- What you have to do -
Copy the lines below word for word, from the line holding "ROI: slot canyon wall" through the line holding "[33,13,67,44]", with both of those lines included. Leave the pictures out of your copy.

═════ Extracted data ═════

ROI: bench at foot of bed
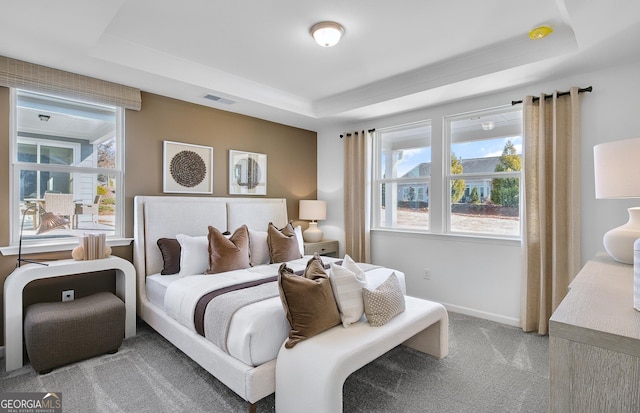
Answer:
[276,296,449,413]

═════
═════ Extracted data ═════

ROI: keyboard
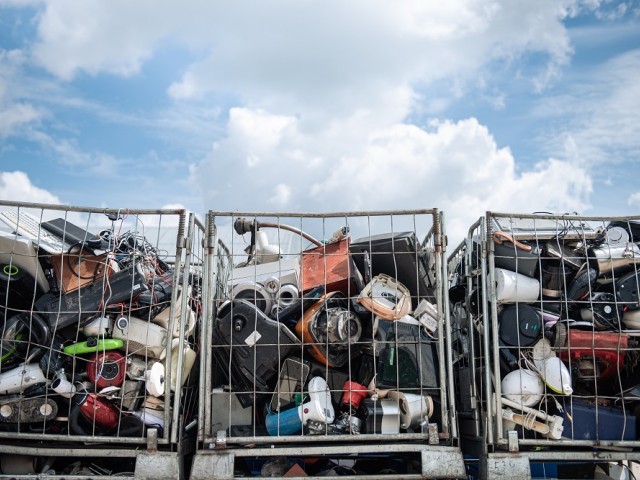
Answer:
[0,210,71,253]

═════
═════ Extracted data ═════

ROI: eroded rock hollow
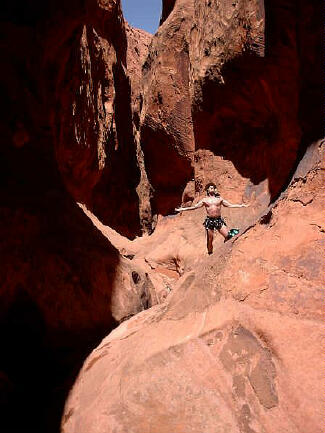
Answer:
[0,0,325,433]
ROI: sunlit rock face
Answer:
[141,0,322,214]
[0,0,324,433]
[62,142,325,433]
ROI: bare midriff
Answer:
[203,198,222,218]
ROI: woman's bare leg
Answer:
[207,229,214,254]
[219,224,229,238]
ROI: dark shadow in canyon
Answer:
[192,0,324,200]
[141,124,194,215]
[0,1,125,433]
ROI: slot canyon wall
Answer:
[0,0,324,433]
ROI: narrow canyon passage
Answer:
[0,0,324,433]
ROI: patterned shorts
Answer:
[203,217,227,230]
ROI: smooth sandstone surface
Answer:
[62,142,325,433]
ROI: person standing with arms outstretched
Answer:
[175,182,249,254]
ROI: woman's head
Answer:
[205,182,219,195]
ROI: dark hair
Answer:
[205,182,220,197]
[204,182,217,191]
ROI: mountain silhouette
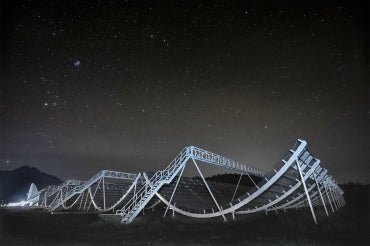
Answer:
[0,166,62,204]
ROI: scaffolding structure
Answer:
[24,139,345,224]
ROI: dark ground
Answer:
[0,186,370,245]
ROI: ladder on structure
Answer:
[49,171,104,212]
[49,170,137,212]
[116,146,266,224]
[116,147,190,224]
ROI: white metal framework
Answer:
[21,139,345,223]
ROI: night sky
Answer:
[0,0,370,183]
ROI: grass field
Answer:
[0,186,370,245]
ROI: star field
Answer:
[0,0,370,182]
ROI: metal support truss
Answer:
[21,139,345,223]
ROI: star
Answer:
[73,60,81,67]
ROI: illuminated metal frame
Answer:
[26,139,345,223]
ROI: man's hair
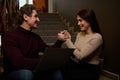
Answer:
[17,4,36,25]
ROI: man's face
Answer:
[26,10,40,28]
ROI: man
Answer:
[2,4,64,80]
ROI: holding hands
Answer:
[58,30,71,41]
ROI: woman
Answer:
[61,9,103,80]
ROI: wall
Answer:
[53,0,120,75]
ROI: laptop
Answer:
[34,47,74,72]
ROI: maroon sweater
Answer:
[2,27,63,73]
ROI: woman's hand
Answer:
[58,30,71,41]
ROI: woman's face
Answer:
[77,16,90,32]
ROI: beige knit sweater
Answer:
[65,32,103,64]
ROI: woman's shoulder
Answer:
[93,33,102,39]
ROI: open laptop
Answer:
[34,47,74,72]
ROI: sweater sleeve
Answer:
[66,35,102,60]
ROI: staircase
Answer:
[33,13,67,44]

═════

- The response -
ROI: slot canyon wall
Answer:
[0,0,324,433]
ROI: narrow canyon passage
Answer:
[0,0,324,433]
ROI: patterned shorts
Answer:
[203,217,227,230]
ROI: smooth sandstone surface
Answer:
[62,142,325,433]
ROI: person standing with arms outstretched
Answer:
[175,182,249,254]
ROI: woman's head
Answer:
[205,182,219,195]
ROI: dark hair
Answer:
[205,182,220,197]
[204,182,217,191]
ROI: mountain silhouette
Answer:
[0,166,62,204]
ROI: scaffolding structure
Answer:
[24,139,345,224]
ROI: dark ground
Answer:
[0,186,370,245]
ROI: ladder on structure
Answer:
[49,171,104,212]
[49,170,137,212]
[116,146,266,224]
[116,147,190,224]
ROI: white metal framework
Answer:
[21,139,345,223]
ROI: night sky
Answer:
[0,0,370,183]
ROI: grass field
Answer:
[0,186,370,245]
ROI: star field
Answer:
[0,0,370,182]
ROI: metal support truss
Answer:
[21,139,345,223]
ROI: star
Answer:
[73,60,81,67]
ROI: illuminated metal frame
Answer:
[26,139,345,223]
ROI: man's hair
Answer:
[17,4,36,25]
ROI: man's face
Answer:
[26,10,40,28]
ROI: man
Answer:
[2,4,64,80]
ROI: holding hands
Answer:
[58,30,71,41]
ROI: woman
Answer:
[61,9,103,80]
ROI: wall
Answer:
[53,0,120,75]
ROI: laptop
Answer:
[34,47,74,72]
ROI: maroon sweater
Answer:
[2,27,63,73]
ROI: woman's hand
Answer:
[58,30,71,41]
ROI: woman's face
Answer:
[77,16,90,32]
ROI: beige knit sweater
Answer:
[65,32,103,64]
ROI: woman's shoulder
Answer:
[93,33,102,39]
ROI: open laptop
Answer:
[34,47,74,72]
ROI: sweater sleeve
Answer:
[66,35,102,60]
ROI: staircase
Answer:
[33,13,67,44]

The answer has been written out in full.